● **Document text**:

━━━━━━

Iconic Apollo 8 Astronaut William Anders Dies in Plane Crash at 90

Iconic Apollo 8 Astronaut William Anders Dies in Plane Crash at 90

William Anders, famed Apollo 8 astronaut and photographer of the iconic “Earthrise” image, has died at 90 in a plane crash off the San Juan Islands. His legacy in space exploration and environmental awareness endures.

Seattle, (Bollywood Fever): William Anders, the former Apollo 8 astronaut renowned for capturing the iconic “Earthrise” photo of Earth from space in 1968, tragically died on Friday when his plane crashed into the waters off the San Juan Islands in Washington state. He was 90.

His son, retired Air Force Lt. Col. Greg Anders, confirmed the death to The Associated Press. “The family is devastated,” he said. “He was a great pilot and we will miss him terribly.”

William Anders, a retired major general, considered the “Earthrise” photo his most significant contribution to the space program, along with ensuring the functionality of the Apollo 8 command module and service module.

━━━━━━

● **Exercise goal**: Output the part of the article on William Anders that opens with the words containing "William Anders, famed" and closes with "state. He was 90.", copied word for word.

Data drawn from a collection:
━━━━━━

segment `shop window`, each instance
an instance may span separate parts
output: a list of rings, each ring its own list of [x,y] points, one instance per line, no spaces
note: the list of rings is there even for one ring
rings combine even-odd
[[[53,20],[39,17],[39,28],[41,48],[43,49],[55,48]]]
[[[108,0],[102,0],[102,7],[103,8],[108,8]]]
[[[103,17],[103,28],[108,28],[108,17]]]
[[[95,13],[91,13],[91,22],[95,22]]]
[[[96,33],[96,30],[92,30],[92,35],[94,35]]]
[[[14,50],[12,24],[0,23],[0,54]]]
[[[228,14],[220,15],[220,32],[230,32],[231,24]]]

━━━━━━

● **Reply to the task**:
William Anders, famed Apollo 8 astronaut and photographer of the iconic “Earthrise” image, has died at 90 in a plane crash off the San Juan Islands. His legacy in space exploration and environmental awareness endures.

Seattle, (Bollywood Fever): William Anders, the former Apollo 8 astronaut renowned for capturing the iconic “Earthrise” photo of Earth from space in 1968, tragically died on Friday when his plane crashed into the waters off the San Juan Islands in Washington state. He was 90.